:: Excerpt provided

Monday 13 February 2017

In at the deep end, Ramsgate marina bathing pool pictures and some thoughts.

Here are a few photos of the old swimming pool that have come my way over the years.

















Well yesterday I managed to put the wrong construction decade in the answer to a comment on facebook


The big question surrounding the pool is, why did it close? Personally I think this is mostly a temperature related thing, and base this on having been in it, I would say swum swam wosisname, however my series of doggy paddle, floating and whatnot is probably best described as delayed drowning, but the main problem there is the water was very cold.

Perhaps not an issue back in the 1930s when the pool first opened as I think heated public swimming pools started to appear in the UK just before WW2, but didn’t really become common until the 1960s. I think the same can be said for heaters in cars, the first cars I could afford dated from the 1940s and 50s and mostly didn’t have heaters, meaning you and the windscreen froze while right next to you was a radiator full of boiling water.

And while yes you can heat outdoor swimming pools, I think those like the Ramsgate one that used constantly changing filtered seawater to keep the contents clean enough to swim in would be prohibitively expensive to heat.  

Of course there are plenty of people who would pay to swim in an unheated seawater swimming pool next to the sea, we used to when we were children, but I think the main reason for the closure was that there just weren’t enough of them in 1976 when the repair bill was fairly large and it closed for good.

I think another aspect was the closure of the high diving board, which was one of the pool’s main attractions, so there is a safety elf element.

Then there are the rumours.

Some say it was a council blunder that damaged Ramsgate marina swimming pool so badly it could never be used again. The story goes that some bright council officer decided to take the running of it from the borough engineers and give it to the councils leisure department. The sceptical engineers handed it to the leisure department with a set of instructions about running and maintaining it, one of which was never to empty it without supporting the seaward facing side. This was because it was designed so the weight of the water inside counteracted the forces of the sea battering against it. The first thing the leisure department did when they took it over was to empty it unsupported. In the resulting cover up councillors were told that the damage was caused bomb during WW2 that had weakened the structure.

::::
:: Data extract

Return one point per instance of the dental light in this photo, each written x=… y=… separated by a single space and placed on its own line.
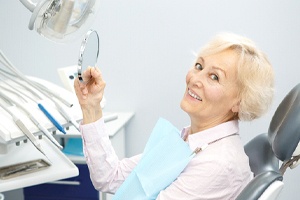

::::

*What to produce*. Please resume the blog post about the Ramsgate marina bathing pool, writing on from its final sentence.

*Task output*.
Some say the problem was the old design of the building and that the pool was actually on 'stilts' and you could walk underneath it at low tide. As the tide came in the void was filled with seawater. The dated building measures made this a fatal design fault. Gradually the chalk below began to erode, and as a result the foundations moved, causing the pool to crack. This was patched for years until repairs were impossible. It was also too expensive to replace.


Some say that the chalk at sea edge was excavated deliberately and that the council failed to stop this.

There is plenty of information on the internet about Ramsgate Marina Bathing Pool. 

A good article on the Lost Lidos site at http://www.lostlidos.co.uk/2015/05/16/ramsgate-marina-pool/

I think Ramsgate Historical Society Facebook group has the best article and album of photos at https://www.facebook.com/pg/ramsgatehistorical/photos/?tab=album&album_id=147172528674194

Some different pictures at Seas Photography http://www.seasphotography.org.uk/archives/tag/marina%20swimming%20pool

Here are the books that went out in the bookshop today http://michaelsbookshop.blogspot.co.uk/2017/02/the-books-have-been-breeding-in.html

2 comments:

  1. Learned to swim in the Marina pool in the mid 1960s - Monday night swimming club. Very popular, Dad queued a good while to get membership for me. Boy was it cold, as even on a sunny day the sun was down behind the main building by the evening start.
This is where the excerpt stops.